* [ASSIGNED TASK]: Write the next part of the excerpt on precautions for nonsteroidal antiandrogens, continuing from where it stops.

* [TEXT EXCERPT]:

########

Nonsteroidal antiandrogens rarely cause liver problems during treatment. The most important signs of this side effect are pain or tenderness in the upper right side of the abdomen (stomach) and yellow eyes or skin. Check with your doctor immediately if either of these occurs. Also, check with your doctor as soon as possible if itching occurs or your urine appears unusually dark. Other possible symptoms, such as loss of appetite, nausea or vomiting, and “flu-like” symptoms (headache, muscle or joint pain, or tiredness), can occur during treatment even if you are not having any liver problems. These symptoms usually do not need medical attention. However, if two or more of them occur at the same time, and they last for more than a few days, check with your doctor even if you do not have any of the other symptoms mentioned earlier.

For patients taking nilutamide :

  • Check with your doctor right away if shortness of breath or difficult breathing occurs or gets worse during treatment.
  • Be very careful while driving, especially when you drive into or out of tunnels . Nilutamide can temporarily change the way your eyes react to light. You may not be able to see as well as usual for up to several minutes after going from bright light to darkness or from dark to lighted areas. Also, nilutamide can cause your eyes to be more sensitive to light than they are normally. Wearing eyeglasses with tinted lenses or sunglasses may help reduce these effects.
  • Drinking alcoholic beverages while taking nilutamide may cause unwanted effects in some people. Possible effects include feeling dizzy, lightheaded, or faint; flushing of the face; or a general feeling of illness. If you notice any of these effects, do not drink any more alcoholic beverages while you are being treated with this medicine.

########

[Image-based grounding data]
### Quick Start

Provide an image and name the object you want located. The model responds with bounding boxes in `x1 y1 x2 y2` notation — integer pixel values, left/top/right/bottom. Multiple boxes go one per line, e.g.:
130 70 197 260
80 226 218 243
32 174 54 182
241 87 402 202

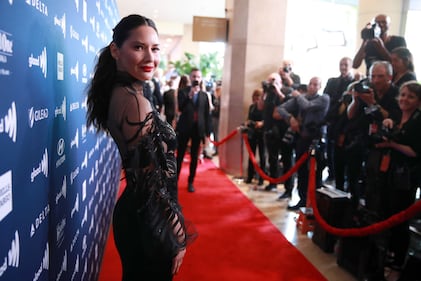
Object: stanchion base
297 207 316 234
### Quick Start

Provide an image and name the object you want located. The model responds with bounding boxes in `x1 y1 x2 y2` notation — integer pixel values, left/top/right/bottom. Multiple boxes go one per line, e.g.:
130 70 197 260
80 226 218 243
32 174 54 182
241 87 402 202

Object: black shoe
277 191 291 201
187 183 194 192
265 183 276 191
287 200 306 211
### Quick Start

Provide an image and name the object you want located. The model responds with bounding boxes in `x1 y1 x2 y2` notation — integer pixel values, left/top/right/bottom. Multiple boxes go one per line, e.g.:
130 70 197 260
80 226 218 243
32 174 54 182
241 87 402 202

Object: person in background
390 47 417 88
163 79 177 128
367 81 421 281
176 68 211 192
352 14 406 74
345 61 401 208
273 77 329 211
279 60 301 90
323 57 354 184
87 15 197 281
245 89 266 185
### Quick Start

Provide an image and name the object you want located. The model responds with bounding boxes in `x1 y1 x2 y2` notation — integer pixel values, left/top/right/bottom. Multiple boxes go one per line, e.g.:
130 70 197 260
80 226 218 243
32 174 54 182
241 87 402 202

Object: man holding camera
176 68 211 192
273 77 329 211
344 61 401 207
352 14 406 73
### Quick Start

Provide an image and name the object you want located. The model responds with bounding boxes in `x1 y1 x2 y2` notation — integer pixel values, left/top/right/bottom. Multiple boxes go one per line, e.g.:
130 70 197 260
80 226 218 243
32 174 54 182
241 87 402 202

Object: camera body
354 79 371 94
262 81 275 93
361 23 381 40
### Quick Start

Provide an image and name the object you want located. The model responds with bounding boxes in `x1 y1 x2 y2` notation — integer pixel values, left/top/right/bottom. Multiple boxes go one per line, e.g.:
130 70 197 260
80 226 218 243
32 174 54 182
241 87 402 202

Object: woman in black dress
87 15 197 281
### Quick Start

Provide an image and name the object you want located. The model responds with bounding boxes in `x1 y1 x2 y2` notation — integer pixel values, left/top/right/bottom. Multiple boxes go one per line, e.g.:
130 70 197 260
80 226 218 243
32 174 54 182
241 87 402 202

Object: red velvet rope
209 129 238 146
242 134 309 184
307 150 421 236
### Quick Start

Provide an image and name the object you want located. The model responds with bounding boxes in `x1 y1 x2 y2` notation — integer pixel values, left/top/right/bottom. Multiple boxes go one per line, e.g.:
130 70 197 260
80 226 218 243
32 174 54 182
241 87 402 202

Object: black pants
113 188 173 281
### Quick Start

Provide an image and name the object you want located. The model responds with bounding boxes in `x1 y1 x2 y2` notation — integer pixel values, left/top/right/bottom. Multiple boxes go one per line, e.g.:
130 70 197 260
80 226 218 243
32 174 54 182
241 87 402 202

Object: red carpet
99 161 326 281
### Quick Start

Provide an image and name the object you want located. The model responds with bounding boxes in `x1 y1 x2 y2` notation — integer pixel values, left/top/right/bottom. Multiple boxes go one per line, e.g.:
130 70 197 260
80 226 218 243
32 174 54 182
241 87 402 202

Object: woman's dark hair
86 15 158 131
391 47 414 71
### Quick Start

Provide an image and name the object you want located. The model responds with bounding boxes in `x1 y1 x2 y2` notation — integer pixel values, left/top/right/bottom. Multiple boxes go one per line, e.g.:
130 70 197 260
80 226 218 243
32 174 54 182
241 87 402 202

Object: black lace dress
110 75 195 281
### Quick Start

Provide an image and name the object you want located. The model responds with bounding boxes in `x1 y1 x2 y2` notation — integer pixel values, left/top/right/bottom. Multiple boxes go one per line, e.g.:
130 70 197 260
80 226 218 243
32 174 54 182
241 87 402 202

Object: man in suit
176 68 211 192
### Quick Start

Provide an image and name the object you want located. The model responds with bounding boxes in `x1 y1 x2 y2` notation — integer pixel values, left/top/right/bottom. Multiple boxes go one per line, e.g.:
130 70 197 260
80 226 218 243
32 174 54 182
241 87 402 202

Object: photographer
352 14 406 73
262 72 292 192
367 81 421 280
245 89 266 185
346 61 401 207
279 60 301 89
273 77 329 208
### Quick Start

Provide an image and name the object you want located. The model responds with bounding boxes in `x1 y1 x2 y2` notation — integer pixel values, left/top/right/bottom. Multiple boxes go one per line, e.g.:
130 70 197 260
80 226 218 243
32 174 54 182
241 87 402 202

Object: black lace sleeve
124 112 195 255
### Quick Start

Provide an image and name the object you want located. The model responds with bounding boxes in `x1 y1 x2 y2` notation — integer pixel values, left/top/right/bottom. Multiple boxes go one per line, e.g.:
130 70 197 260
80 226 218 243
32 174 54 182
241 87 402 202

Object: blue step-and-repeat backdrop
0 0 121 281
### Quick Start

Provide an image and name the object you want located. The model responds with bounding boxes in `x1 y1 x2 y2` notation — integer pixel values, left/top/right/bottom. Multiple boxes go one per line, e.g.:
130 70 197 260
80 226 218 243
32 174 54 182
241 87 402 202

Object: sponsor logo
0 102 18 142
54 13 66 39
28 107 48 128
32 243 50 281
56 138 66 168
70 61 79 81
28 47 47 78
56 176 67 205
70 102 80 112
70 129 79 148
0 170 13 222
0 29 13 58
25 0 48 16
31 148 48 182
57 52 64 81
82 0 88 22
54 97 66 121
75 0 79 13
70 25 80 41
70 193 79 218
29 205 50 237
56 250 67 281
0 230 20 277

########

* [RESULT]:
Side Effects of This Medicine

Along with its needed effects, a medicine may cause some unwanted effects. Although not all of these side effects may occur, if they do occur they may need medical attention.

Check with your doctor immediately if any of the following side effects occur:

Less common

Chest pain; shortness of breath or difficult or troubled breathing


Pain or tenderness in the upper right side of the abdomen (stomach); yellow eyes or skin

Also, check with your doctor as soon as possible if any of the following side effects occur:

More common

Cough or hoarseness; fever; runny nose; sneezing; sore throat; tightness in chest or wheezing

Less common

Bloody or black, tarry stools; chills (flutamide only); itching; lower back or side pain (flutamide only); mental depression; numbness, tingling, pain, or muscle weakness in hands, arms, feet, or legs; skin rash; swelling of face, fingers, feet, or lower legs; unusual tiredness or weakness


Bluish-colored lips, fingernails, or palms of hands (flutamide only); dark urine; dizziness (severe) or fainting (flutamide only); feeling of severe pressure in head (flutamide only); pinpoint red spots on skin; unusual bleeding or bruising

Other side effects may occur that usually do not need medical attention. These side effects may go away during treatment as your body adjusts to the medicine. However, check with your doctor if any of the following side effects continue or are bothersome:

More common

Constipation; decrease in or loss of appetite; diarrhea; dizziness; headache; impotence or decrease in sexual desire; nausea; swelling of breasts with pain or tenderness; trouble in sleeping

Less common

Bloated feeling, gas, or indigestion; change in color vision (nilutamide only); confusion; drowsiness; dryness of mouth; “flu-like” symptoms, such as headache, muscle or joint pain, or tiredness (occurring together); nervousness; vomiting

Although not all of the side effects listed above have been reported for all of these medicines, they have been reported for at least one of them. However, because all nonsteroidal antiandrogens are very similar, it is possible that any of the above side effects may occur with any of these medicines.

In addition to the effects listed above, hot flashes (flushing, sudden sweating, and feeling of warmth) often occur during treatment with these medicines. Also, flutamide may cause your urine to have an amber or a yellow-green color. These effects are harmless and do not need medical attention.

Other side effects not listed above may also occur in some patients. If you notice any other effects, check with your doctor.